_ASSIGNMENT_.
Will you transcribe all the entries word for word, skipping the pictures they hold?

BEGIN DATA SECTION

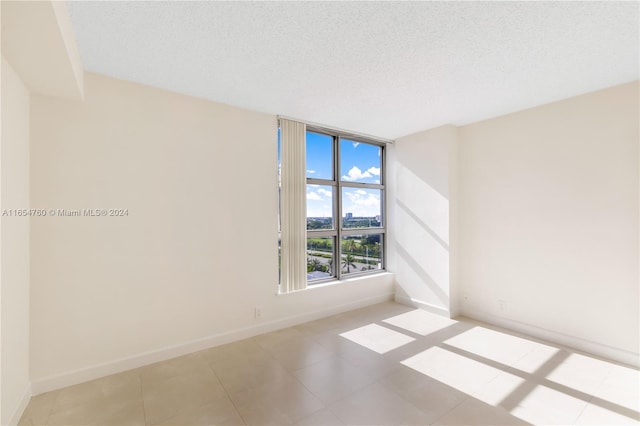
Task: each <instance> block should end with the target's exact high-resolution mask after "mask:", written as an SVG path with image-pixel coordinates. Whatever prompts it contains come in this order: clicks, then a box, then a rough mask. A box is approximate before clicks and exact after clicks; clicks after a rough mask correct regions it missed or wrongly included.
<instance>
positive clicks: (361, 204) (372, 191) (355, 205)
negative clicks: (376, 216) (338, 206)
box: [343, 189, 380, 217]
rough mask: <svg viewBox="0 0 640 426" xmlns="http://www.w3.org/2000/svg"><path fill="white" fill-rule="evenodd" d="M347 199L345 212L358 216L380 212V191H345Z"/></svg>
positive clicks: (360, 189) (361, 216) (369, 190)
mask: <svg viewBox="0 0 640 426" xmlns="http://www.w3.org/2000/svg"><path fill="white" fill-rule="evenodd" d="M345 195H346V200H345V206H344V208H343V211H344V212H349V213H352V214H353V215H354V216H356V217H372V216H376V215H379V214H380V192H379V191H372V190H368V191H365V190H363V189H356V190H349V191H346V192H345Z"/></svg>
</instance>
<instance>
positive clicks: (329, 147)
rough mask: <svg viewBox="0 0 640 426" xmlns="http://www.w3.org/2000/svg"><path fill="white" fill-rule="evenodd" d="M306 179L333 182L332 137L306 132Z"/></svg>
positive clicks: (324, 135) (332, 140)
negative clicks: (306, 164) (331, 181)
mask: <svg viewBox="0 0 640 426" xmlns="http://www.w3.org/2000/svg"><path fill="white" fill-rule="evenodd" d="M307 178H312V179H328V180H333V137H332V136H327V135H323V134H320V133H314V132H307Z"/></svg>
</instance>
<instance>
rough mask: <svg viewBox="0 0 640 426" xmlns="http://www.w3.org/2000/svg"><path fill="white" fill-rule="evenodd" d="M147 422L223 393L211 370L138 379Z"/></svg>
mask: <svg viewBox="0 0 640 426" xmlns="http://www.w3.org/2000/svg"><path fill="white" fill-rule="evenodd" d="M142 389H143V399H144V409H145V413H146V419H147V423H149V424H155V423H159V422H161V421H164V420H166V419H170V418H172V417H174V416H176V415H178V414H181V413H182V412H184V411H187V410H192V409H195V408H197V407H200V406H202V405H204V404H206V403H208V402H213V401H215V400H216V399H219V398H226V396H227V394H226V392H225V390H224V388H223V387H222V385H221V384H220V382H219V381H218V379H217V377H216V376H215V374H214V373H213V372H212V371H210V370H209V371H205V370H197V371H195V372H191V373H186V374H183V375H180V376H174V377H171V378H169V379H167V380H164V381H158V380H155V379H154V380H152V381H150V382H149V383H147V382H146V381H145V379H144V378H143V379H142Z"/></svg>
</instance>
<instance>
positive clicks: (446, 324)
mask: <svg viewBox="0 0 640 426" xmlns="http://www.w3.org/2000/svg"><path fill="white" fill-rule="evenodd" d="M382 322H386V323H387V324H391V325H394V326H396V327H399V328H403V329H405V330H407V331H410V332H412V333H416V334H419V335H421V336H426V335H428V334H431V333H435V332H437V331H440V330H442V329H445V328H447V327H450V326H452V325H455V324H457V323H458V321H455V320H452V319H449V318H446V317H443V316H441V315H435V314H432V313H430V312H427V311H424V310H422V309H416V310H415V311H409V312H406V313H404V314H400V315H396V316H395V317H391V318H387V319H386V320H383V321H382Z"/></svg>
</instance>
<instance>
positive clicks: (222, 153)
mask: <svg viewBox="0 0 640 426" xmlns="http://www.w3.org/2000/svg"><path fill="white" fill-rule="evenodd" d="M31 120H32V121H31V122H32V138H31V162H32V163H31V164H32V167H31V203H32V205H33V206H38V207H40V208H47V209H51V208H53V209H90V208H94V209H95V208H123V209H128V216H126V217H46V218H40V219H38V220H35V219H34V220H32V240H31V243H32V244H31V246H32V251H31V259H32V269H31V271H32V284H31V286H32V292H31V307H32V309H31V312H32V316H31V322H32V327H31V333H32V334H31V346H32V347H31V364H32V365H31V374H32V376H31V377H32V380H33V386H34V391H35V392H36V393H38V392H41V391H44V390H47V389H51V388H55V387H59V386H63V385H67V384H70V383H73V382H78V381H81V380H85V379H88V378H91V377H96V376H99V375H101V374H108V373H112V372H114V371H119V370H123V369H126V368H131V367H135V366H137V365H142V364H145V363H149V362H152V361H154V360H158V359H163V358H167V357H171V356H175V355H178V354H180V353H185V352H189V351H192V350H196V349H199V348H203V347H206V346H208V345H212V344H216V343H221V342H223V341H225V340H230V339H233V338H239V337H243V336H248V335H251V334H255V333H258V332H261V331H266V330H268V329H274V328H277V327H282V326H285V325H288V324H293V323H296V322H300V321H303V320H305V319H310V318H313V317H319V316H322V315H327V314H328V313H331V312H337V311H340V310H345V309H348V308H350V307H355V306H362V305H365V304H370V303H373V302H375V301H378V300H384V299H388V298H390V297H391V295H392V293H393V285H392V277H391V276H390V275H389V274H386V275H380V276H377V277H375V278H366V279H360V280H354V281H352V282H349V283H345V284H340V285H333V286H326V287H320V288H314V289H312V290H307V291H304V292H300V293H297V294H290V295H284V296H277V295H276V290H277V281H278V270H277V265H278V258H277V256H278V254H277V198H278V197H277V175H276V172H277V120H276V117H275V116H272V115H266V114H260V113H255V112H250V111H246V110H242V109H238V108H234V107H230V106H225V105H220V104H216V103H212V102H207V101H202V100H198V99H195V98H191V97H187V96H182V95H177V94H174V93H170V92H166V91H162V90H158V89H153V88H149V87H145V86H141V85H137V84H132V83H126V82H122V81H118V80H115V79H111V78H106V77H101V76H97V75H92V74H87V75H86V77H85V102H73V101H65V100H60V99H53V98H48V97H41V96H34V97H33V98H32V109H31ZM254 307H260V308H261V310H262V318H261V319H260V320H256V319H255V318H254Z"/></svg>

END DATA SECTION

_EXERCISE ANSWER_.
Task: each <instance> block should end with the target's exact high-resolution mask after "mask:", written as an SVG path with image-pixel coordinates. Whatever prompts it contains come in this order: clicks, then a box, then a rough mask. A box is approximate before clicks and exact after clicks; clicks after a rough mask correct regions it missed or wrongly included.
<instance>
positive clicks: (361, 204) (372, 191) (355, 205)
negative clicks: (376, 216) (338, 206)
box: [343, 189, 380, 217]
rough mask: <svg viewBox="0 0 640 426" xmlns="http://www.w3.org/2000/svg"><path fill="white" fill-rule="evenodd" d="M347 199L345 212L358 216L380 212V191H345Z"/></svg>
positive clicks: (360, 189) (361, 216) (369, 190)
mask: <svg viewBox="0 0 640 426" xmlns="http://www.w3.org/2000/svg"><path fill="white" fill-rule="evenodd" d="M345 195H346V200H345V206H344V208H343V211H344V212H349V213H352V214H353V215H354V216H356V217H372V216H376V215H379V214H380V192H379V191H372V190H368V191H365V190H363V189H356V190H349V191H346V192H345Z"/></svg>
</instance>
<instance>
positive clicks: (329, 147)
rough mask: <svg viewBox="0 0 640 426" xmlns="http://www.w3.org/2000/svg"><path fill="white" fill-rule="evenodd" d="M306 179L333 182L332 137L306 132Z"/></svg>
positive clicks: (324, 135) (332, 140)
negative clicks: (306, 164) (331, 181)
mask: <svg viewBox="0 0 640 426" xmlns="http://www.w3.org/2000/svg"><path fill="white" fill-rule="evenodd" d="M307 178H312V179H328V180H333V137H332V136H327V135H323V134H320V133H314V132H307Z"/></svg>
</instance>
<instance>
rough mask: <svg viewBox="0 0 640 426" xmlns="http://www.w3.org/2000/svg"><path fill="white" fill-rule="evenodd" d="M147 422L223 393L211 370L138 379Z"/></svg>
mask: <svg viewBox="0 0 640 426" xmlns="http://www.w3.org/2000/svg"><path fill="white" fill-rule="evenodd" d="M142 389H143V399H144V409H145V413H146V419H147V423H149V424H155V423H159V422H161V421H164V420H166V419H170V418H172V417H174V416H176V415H178V414H181V413H182V412H184V411H187V410H192V409H195V408H197V407H200V406H202V405H204V404H206V403H208V402H213V401H215V400H216V399H219V398H226V396H227V394H226V392H225V390H224V388H223V387H222V385H221V384H220V382H219V381H218V379H217V377H216V376H215V374H214V373H213V372H212V371H210V370H209V371H205V370H197V371H195V372H191V373H186V374H183V375H180V376H174V377H171V378H169V379H167V380H164V381H158V380H155V379H154V380H152V381H150V382H149V383H147V382H146V381H145V379H144V378H143V379H142Z"/></svg>
</instance>
<instance>
positive clicks: (446, 324)
mask: <svg viewBox="0 0 640 426" xmlns="http://www.w3.org/2000/svg"><path fill="white" fill-rule="evenodd" d="M382 322H386V323H387V324H391V325H394V326H396V327H399V328H403V329H405V330H407V331H410V332H412V333H416V334H419V335H421V336H426V335H428V334H431V333H435V332H437V331H440V330H442V329H445V328H447V327H450V326H452V325H455V324H457V323H458V321H455V320H452V319H449V318H446V317H443V316H441V315H435V314H432V313H430V312H427V311H424V310H422V309H416V310H415V311H409V312H406V313H404V314H400V315H396V316H395V317H391V318H387V319H386V320H383V321H382Z"/></svg>
</instance>
<instance>
positive clicks: (222, 153)
mask: <svg viewBox="0 0 640 426" xmlns="http://www.w3.org/2000/svg"><path fill="white" fill-rule="evenodd" d="M31 120H32V121H31V122H32V138H31V162H32V163H31V164H32V167H31V203H32V205H33V206H38V207H40V208H47V209H51V208H53V209H90V208H94V209H95V208H123V209H128V216H126V217H46V218H40V219H38V220H35V219H34V220H32V240H31V243H32V244H31V246H32V251H31V259H32V269H31V271H32V284H31V286H32V292H31V307H32V309H31V312H32V316H31V322H32V327H31V333H32V334H31V346H32V347H31V364H32V365H31V374H32V376H31V377H32V380H33V386H34V391H35V392H36V393H38V392H41V391H44V390H47V389H51V388H55V387H59V386H63V385H67V384H70V383H73V382H78V381H81V380H85V379H88V378H91V377H96V376H99V375H101V374H108V373H112V372H114V371H119V370H123V369H126V368H131V367H135V366H137V365H142V364H145V363H149V362H152V361H154V360H158V359H163V358H167V357H171V356H175V355H178V354H180V353H185V352H189V351H192V350H196V349H199V348H203V347H206V346H208V345H212V344H216V343H221V342H223V341H225V340H230V339H233V338H239V337H243V336H248V335H251V334H255V333H258V332H261V331H266V330H268V329H274V328H277V327H282V326H285V325H288V324H293V323H296V322H300V321H303V320H305V319H310V318H313V317H319V316H322V315H327V314H328V313H331V312H337V311H340V310H345V309H348V308H350V307H355V306H362V305H365V304H370V303H373V302H375V301H378V300H384V299H388V298H390V297H391V295H392V293H393V285H392V277H391V276H390V275H389V274H386V275H380V276H377V277H375V278H366V279H360V280H354V281H352V282H349V283H345V284H340V285H333V286H326V287H320V288H314V289H312V290H307V291H304V292H300V293H297V294H290V295H284V296H277V295H276V290H277V281H278V270H277V265H278V258H277V256H278V254H277V198H278V197H277V175H276V172H277V120H276V117H275V116H272V115H266V114H260V113H255V112H250V111H246V110H242V109H238V108H234V107H230V106H225V105H220V104H216V103H212V102H207V101H202V100H198V99H195V98H191V97H187V96H182V95H177V94H174V93H170V92H166V91H162V90H158V89H153V88H149V87H145V86H141V85H137V84H132V83H126V82H122V81H118V80H115V79H111V78H106V77H101V76H97V75H92V74H87V75H86V77H85V102H73V101H65V100H60V99H53V98H48V97H41V96H34V97H33V98H32V109H31ZM254 307H260V308H261V310H262V318H261V319H260V320H256V319H255V318H254Z"/></svg>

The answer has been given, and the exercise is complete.